• [Task instructions]:
Can you reproduce the listing below in full, request lines included, with 88 added to every coordinate in the answers? Leave the sample output format inside the requests unchanged.

• [Entries from a point annotation set]:
# # # # #

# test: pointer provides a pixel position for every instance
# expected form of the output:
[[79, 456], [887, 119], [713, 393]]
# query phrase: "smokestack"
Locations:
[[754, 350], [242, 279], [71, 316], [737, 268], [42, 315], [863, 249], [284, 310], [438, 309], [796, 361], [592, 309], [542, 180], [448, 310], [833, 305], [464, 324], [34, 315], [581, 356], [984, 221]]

# # # # #

• [The output]:
# test: pointer provides a pixel position for every instance
# expected form of the output:
[[79, 456], [887, 119], [713, 393]]
# query phrase: "smokestack"
Locations:
[[842, 438], [330, 367], [159, 404], [825, 356], [130, 403], [951, 337], [372, 398], [526, 397], [884, 449], [680, 397], [630, 268], [536, 398], [921, 393], [552, 412], [122, 403], [669, 444], [1072, 309]]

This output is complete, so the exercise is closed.